▶ [Exercise instructions]: Reproduce every one of the records below verbatim, in the order given.
____ Task inputs
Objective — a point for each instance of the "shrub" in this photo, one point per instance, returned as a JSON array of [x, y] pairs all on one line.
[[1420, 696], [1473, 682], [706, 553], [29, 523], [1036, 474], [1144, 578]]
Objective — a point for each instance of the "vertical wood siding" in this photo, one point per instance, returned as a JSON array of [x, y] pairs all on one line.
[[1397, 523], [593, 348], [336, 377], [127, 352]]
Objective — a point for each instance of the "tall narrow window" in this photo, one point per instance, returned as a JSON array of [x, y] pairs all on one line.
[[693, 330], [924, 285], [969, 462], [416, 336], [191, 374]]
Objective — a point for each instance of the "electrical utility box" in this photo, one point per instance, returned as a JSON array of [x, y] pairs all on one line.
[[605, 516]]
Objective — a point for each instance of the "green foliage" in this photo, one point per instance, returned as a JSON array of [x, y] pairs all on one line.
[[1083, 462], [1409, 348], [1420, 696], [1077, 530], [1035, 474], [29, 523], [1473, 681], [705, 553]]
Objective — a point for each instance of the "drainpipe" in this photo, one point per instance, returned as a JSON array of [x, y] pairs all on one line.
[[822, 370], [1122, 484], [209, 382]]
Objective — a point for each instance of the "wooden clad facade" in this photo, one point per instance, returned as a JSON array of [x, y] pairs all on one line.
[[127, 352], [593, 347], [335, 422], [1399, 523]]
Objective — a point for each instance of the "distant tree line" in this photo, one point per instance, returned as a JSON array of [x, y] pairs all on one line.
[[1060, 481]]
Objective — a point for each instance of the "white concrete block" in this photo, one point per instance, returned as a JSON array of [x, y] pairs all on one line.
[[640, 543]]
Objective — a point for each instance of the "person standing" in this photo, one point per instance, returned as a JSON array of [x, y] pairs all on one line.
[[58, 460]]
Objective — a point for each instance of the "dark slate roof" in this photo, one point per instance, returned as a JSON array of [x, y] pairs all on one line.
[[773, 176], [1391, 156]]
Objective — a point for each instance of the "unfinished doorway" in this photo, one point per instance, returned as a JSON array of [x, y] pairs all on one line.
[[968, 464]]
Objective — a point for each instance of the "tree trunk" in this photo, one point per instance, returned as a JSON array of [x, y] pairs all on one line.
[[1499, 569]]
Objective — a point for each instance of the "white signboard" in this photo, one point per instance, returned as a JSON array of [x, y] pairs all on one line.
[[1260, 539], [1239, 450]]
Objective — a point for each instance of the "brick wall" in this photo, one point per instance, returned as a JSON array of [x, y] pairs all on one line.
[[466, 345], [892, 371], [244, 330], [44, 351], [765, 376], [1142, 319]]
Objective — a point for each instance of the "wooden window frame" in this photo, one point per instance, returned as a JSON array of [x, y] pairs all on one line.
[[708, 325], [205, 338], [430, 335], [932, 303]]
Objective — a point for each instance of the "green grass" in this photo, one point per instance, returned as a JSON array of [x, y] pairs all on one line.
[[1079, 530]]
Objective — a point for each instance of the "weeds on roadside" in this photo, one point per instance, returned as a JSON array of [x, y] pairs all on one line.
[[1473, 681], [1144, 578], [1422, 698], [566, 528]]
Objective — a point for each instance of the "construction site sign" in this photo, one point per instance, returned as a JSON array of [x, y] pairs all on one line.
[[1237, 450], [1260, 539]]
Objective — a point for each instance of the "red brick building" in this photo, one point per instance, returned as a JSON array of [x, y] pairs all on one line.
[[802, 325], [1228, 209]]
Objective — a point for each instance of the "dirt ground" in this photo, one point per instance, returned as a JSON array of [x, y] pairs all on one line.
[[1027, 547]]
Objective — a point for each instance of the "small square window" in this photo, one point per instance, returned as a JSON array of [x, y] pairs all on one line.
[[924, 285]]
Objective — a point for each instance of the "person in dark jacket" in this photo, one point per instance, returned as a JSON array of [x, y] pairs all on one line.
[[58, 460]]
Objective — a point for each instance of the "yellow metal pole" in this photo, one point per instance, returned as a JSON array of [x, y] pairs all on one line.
________
▶ [Output of the task]:
Objective — a point for each instance of the "shrub" in this photo, one point per instance, returned as a JSON array of [x, y] pairs all on one line.
[[1420, 696], [1473, 682], [706, 553], [29, 523], [1036, 474], [1144, 578]]
Objective — a point for each instance of the "vertical wood siding" in this photo, one point per instance, returned as a JSON array of [x, y] pairs all on one line.
[[1397, 523], [593, 348], [336, 377], [127, 352]]
Objective — a point for each instance of the "tall narrow window" in this photo, one point per instance, returned as a JSON array of [x, y] pairs all on one line.
[[693, 330], [924, 285], [969, 462], [416, 336], [191, 374]]
Objective — a point for each instance of the "electrical utility box" in this photo, one point per instance, returned as a JSON array of [x, y] pairs all on one line.
[[605, 516]]
Objective — a point for each instance of the "green foliage" in this photo, one point per instance, returned as a JSON array of [x, y] pairs all on one line.
[[1083, 462], [1409, 348], [1420, 696], [1077, 530], [1035, 474], [29, 523], [1473, 681], [705, 553]]
Objective — a point for each instance of the "drainpipe" in this photo, one point per instance, returned as a JSON array of [x, y] pairs all on one line.
[[822, 370], [1122, 484], [209, 382]]
Objective — a point for each instance of the "wooden clad facade" in this photo, one point per instance, returned as a JSON array of [x, y] pairs all on one line.
[[127, 352], [593, 347], [335, 422], [1399, 523]]
Objective — a point for each instance of the "distant tree line" in this photo, one point per instance, returned as a JSON array of [x, y] pairs all on one line.
[[1060, 481]]
Objective — a point for each instance of the "white concrete block" in this photo, one point per instance, returned as a JSON array of [x, y] pairs all on one line.
[[640, 543]]
Objective — a point for each instance of the "person standing" in this photo, one point per instance, returned as a JSON array of [x, y] pairs all on one line.
[[58, 460]]
Objective — a point for each instance of the "dark slate roof" in this photo, one point per instance, returned as a JSON array of [x, y] pairs all on one line.
[[773, 176], [1391, 156]]
Objective — a point for each instance of the "unfinished doorway" in this photo, one point per instance, returned as a JSON array of [x, y] pairs all on one line.
[[968, 464]]
Objective — a point for each instance of the "tree trunk" in this photo, one point per instance, returned as a JSON array of [x, y] pairs all on one line.
[[1499, 569]]
Objective — a point for each instance of the "white signboard" in this photo, one point per instance, returned as a JSON array of [x, y] pairs all on one line.
[[1260, 539], [1239, 450]]
Objective — a point for each instance of the "brick wall" in this photo, one point per instance, returned as a JSON array of [x, y] pairs all on one line.
[[466, 345], [892, 371], [244, 330], [44, 351], [765, 376], [1142, 319]]
Objective — a point for each instance of the "wooden window frame" in this photo, one point per instance, returned as a JSON array of [x, y] pairs all on one line.
[[708, 325], [205, 338], [430, 335], [932, 303]]
Objective — a point for each instance of the "green grass" in this photo, one point per instance, returned as a JSON array of [x, y] pairs all on one line.
[[1079, 530]]
Objective — a point for each instance of the "weeds on roadside" in this photo, one point per instance, returned as a JSON array of [x, y] pairs all on one line.
[[1473, 681], [1144, 578], [1422, 698], [566, 528]]
Objective — a point for each instance of the "construction site sign" in this photo, one point per instance, returned as a JSON array of [x, y] pairs all on one line.
[[1237, 450], [1260, 539]]
Objective — a point for each instance of the "red brick building" in this photo, one point per instance, returned as a JSON array of [x, y] pairs all on one line.
[[802, 325], [1228, 209]]
Objective — a point for each instance of the "dirt ground" in this photo, one point per instance, returned as a JSON array of [x, y] pairs all on one line.
[[1027, 547]]
Objective — a point for each instance of the "small square window" in this photo, one point per instance, returned as a JSON array of [x, y] pairs all on one line.
[[924, 285]]
Objective — a point for each instance of the "person in dark jacket" in this photo, one point per instance, returned as a JSON array of [x, y] pairs all on one line.
[[58, 460]]
Objective — a point for each instance of the "yellow metal pole" in this photo, one point per instance, returned as a JSON array of [x, y] pairs all on one line.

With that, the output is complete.